• **WHAT THE EXERCISE ASKS**:
Starting at the top of the records, output every line through the one that contains "Annotation spec v2.4 — Object: soldier in", keeping each exactly as it appears.

########

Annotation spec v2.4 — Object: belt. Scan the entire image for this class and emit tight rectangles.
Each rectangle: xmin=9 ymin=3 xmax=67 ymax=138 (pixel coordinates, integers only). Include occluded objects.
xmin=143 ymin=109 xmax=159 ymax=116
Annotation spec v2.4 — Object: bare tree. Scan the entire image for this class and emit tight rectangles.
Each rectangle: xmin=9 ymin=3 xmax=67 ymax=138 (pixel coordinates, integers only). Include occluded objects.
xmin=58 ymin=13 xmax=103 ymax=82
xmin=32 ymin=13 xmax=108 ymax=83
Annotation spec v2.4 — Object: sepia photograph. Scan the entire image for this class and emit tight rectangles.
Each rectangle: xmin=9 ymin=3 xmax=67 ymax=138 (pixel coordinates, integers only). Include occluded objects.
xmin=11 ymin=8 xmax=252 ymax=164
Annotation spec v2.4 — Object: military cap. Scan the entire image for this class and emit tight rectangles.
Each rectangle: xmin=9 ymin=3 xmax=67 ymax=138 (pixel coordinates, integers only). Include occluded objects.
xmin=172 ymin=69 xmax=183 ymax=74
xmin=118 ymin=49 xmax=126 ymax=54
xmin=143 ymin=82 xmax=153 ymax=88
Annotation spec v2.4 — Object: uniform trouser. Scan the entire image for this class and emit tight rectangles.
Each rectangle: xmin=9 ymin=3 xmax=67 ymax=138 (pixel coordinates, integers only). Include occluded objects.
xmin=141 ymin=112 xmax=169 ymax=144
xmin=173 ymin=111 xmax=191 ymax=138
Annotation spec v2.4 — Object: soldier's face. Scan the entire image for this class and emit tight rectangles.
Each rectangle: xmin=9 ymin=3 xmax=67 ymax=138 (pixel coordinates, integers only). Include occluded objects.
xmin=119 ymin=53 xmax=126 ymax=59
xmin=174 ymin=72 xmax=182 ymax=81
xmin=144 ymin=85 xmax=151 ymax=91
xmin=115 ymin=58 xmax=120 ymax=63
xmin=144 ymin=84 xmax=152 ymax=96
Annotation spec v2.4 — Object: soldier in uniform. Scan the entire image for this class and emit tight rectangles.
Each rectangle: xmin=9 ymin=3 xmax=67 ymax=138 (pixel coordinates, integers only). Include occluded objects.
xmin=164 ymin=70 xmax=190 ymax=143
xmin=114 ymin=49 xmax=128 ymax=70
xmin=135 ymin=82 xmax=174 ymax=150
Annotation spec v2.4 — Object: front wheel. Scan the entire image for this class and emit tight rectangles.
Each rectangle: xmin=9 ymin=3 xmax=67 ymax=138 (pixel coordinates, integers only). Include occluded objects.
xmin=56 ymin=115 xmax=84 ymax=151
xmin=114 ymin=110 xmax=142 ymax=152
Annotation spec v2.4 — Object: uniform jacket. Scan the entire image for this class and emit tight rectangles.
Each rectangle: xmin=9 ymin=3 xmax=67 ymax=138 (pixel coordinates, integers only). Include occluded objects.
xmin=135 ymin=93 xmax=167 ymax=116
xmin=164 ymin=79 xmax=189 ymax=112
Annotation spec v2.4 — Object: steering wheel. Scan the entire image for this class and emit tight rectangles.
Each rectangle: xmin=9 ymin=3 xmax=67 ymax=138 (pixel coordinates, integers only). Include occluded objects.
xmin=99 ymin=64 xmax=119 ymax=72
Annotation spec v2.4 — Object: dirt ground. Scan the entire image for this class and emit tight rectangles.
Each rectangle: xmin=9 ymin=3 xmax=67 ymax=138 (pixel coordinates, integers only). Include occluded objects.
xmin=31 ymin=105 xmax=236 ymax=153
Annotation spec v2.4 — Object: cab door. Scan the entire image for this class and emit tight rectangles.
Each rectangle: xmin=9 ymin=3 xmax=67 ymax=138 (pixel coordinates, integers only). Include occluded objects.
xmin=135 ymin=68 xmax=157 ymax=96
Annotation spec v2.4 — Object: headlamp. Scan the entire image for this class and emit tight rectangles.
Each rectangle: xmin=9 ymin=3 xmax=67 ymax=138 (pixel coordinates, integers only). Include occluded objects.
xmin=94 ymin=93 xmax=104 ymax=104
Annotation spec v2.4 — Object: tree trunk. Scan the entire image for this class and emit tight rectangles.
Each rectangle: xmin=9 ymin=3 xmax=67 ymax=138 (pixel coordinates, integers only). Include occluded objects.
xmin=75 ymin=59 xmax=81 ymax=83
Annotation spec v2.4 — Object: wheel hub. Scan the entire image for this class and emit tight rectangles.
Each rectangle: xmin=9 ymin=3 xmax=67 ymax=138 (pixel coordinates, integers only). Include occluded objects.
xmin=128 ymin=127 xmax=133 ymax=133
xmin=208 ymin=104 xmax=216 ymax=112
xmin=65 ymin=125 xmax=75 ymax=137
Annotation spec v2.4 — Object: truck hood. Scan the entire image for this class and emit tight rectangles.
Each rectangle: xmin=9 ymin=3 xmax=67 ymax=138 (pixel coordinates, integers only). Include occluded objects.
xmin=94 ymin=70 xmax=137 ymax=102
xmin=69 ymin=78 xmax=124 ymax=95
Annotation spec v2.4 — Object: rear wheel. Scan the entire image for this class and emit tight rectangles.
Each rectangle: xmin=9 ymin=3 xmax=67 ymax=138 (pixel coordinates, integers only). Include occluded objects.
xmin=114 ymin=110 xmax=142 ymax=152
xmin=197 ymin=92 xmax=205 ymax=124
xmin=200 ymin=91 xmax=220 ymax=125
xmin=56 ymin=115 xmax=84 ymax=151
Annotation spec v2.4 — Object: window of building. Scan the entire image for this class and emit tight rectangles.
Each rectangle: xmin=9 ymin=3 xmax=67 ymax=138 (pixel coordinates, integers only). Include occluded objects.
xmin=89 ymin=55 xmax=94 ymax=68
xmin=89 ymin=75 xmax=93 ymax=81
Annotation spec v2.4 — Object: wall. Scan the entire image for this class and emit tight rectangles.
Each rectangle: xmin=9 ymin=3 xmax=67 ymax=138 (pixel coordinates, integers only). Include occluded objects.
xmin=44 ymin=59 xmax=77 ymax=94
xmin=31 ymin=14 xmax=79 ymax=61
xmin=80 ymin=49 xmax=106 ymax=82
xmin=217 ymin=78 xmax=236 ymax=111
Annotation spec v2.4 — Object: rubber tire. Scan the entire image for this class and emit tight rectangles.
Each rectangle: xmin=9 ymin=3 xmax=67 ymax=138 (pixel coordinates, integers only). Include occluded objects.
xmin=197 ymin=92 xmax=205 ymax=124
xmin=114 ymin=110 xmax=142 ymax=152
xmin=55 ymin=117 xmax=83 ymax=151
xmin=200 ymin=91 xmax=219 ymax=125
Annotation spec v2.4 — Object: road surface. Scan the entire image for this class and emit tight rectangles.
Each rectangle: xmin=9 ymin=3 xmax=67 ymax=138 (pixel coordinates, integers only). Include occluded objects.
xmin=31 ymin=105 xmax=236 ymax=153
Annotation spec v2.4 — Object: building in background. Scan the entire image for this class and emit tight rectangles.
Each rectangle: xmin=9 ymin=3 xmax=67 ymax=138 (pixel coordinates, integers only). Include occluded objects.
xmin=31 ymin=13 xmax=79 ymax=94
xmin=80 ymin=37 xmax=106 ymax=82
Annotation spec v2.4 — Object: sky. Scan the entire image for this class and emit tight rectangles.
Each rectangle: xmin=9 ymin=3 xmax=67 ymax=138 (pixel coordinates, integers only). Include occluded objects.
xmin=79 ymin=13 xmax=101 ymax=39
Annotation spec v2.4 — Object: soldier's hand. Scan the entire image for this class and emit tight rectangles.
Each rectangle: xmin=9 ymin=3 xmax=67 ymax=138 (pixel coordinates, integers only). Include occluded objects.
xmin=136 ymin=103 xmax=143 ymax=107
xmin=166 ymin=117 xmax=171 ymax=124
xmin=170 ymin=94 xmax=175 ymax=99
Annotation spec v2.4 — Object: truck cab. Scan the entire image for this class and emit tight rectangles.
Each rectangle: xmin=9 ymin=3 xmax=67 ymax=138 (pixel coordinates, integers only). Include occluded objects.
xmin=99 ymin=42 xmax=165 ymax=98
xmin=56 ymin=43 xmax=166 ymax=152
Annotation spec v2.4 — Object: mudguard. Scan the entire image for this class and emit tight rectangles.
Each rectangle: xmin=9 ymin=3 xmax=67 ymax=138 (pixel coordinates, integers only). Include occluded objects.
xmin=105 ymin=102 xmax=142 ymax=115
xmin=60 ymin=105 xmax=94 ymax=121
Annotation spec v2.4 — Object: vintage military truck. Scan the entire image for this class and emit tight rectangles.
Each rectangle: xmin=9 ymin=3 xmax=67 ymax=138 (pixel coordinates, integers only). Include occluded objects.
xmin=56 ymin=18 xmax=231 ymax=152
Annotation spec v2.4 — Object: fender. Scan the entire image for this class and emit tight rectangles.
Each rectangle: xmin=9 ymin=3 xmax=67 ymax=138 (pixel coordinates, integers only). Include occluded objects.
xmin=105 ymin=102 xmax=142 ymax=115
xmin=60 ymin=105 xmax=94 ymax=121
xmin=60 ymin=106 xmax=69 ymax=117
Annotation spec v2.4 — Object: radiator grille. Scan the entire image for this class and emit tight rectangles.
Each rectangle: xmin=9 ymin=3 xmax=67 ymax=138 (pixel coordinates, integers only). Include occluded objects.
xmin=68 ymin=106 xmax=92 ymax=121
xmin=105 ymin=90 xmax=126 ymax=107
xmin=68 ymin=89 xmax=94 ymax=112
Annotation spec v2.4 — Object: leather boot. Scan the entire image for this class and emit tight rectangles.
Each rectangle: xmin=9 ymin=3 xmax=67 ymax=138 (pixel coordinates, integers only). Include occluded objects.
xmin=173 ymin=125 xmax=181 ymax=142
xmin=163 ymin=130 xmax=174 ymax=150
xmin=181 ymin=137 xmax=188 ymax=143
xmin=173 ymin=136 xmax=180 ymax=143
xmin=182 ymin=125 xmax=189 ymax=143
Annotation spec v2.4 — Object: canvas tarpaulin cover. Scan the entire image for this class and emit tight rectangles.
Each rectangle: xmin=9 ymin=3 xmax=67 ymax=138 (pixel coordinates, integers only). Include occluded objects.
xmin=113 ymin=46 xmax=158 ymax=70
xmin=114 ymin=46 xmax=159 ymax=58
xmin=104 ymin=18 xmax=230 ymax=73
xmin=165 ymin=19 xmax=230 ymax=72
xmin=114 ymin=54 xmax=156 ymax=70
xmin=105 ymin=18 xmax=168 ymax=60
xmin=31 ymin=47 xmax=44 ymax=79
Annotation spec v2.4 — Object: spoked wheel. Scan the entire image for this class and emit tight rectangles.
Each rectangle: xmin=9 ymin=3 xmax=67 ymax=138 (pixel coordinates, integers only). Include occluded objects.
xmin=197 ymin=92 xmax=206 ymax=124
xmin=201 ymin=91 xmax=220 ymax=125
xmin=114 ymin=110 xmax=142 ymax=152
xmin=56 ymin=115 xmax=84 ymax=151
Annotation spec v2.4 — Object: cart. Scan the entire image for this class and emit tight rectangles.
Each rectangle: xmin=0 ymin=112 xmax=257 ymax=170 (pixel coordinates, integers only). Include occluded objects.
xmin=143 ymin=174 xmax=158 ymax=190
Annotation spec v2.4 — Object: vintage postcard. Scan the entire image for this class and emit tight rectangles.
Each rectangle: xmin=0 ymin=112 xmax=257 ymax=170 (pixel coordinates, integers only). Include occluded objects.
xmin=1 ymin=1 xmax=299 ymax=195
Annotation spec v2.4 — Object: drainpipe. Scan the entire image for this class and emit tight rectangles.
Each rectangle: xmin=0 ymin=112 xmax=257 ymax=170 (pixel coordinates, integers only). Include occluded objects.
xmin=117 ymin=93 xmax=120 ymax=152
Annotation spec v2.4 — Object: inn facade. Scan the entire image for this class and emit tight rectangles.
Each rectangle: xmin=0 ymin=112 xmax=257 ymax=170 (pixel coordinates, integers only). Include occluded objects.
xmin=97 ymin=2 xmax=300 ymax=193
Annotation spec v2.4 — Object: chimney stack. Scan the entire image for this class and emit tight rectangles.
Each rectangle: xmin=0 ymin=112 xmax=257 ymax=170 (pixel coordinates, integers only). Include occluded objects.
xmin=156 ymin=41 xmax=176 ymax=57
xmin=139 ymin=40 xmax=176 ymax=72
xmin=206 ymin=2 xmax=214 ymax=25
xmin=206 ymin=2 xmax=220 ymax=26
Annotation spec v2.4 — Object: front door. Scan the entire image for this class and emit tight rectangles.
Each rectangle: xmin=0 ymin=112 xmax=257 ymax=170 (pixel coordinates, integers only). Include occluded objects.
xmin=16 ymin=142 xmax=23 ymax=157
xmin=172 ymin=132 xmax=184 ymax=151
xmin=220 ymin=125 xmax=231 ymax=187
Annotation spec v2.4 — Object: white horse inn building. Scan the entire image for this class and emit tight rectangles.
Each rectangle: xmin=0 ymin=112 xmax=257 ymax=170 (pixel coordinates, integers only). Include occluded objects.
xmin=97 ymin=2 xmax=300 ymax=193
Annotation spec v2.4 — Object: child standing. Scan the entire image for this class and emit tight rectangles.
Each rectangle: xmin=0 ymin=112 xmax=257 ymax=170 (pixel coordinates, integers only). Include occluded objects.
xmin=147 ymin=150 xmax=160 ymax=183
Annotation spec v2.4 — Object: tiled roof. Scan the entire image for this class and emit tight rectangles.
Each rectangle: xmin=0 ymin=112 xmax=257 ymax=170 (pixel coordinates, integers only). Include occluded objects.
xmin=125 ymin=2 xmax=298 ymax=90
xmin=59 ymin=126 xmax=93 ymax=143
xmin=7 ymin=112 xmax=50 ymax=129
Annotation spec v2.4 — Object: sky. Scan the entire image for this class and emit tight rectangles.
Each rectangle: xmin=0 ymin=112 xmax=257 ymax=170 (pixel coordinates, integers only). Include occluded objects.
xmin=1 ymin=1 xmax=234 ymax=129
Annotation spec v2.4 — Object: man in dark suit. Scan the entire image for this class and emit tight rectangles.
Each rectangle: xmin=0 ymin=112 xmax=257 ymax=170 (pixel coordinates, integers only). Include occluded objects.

########

• **RESPONSE**:
Annotation spec v2.4 — Object: belt. Scan the entire image for this class and emit tight rectangles.
Each rectangle: xmin=9 ymin=3 xmax=67 ymax=138 (pixel coordinates, integers only). Include occluded objects.
xmin=143 ymin=109 xmax=159 ymax=116
Annotation spec v2.4 — Object: bare tree. Scan the entire image for this class and emit tight rectangles.
Each rectangle: xmin=9 ymin=3 xmax=67 ymax=138 (pixel coordinates, integers only). Include occluded objects.
xmin=58 ymin=13 xmax=103 ymax=82
xmin=32 ymin=13 xmax=108 ymax=83
Annotation spec v2.4 — Object: sepia photograph. Scan the entire image for this class and emit tight rectangles.
Each rectangle: xmin=9 ymin=3 xmax=67 ymax=138 (pixel coordinates, integers only). Include occluded objects.
xmin=11 ymin=8 xmax=252 ymax=164
Annotation spec v2.4 — Object: military cap. Scan the entire image for this class and emit tight rectangles.
Each rectangle: xmin=9 ymin=3 xmax=67 ymax=138 (pixel coordinates, integers only). Include occluded objects.
xmin=172 ymin=69 xmax=183 ymax=74
xmin=118 ymin=49 xmax=126 ymax=54
xmin=143 ymin=82 xmax=153 ymax=88
Annotation spec v2.4 — Object: uniform trouser. Scan the entire image for this class and emit tight rectangles.
Each rectangle: xmin=9 ymin=3 xmax=67 ymax=138 (pixel coordinates, integers only). Include occluded objects.
xmin=141 ymin=112 xmax=169 ymax=144
xmin=173 ymin=111 xmax=191 ymax=138
Annotation spec v2.4 — Object: soldier's face. Scan the entire image for this class and emit tight rectangles.
Each rectangle: xmin=9 ymin=3 xmax=67 ymax=138 (pixel coordinates, integers only). Include occluded objects.
xmin=119 ymin=53 xmax=126 ymax=59
xmin=174 ymin=72 xmax=182 ymax=81
xmin=144 ymin=85 xmax=151 ymax=91
xmin=115 ymin=58 xmax=120 ymax=63
xmin=144 ymin=84 xmax=152 ymax=96
Annotation spec v2.4 — Object: soldier in uniform. Scan the entire image for this class and emit tight rectangles.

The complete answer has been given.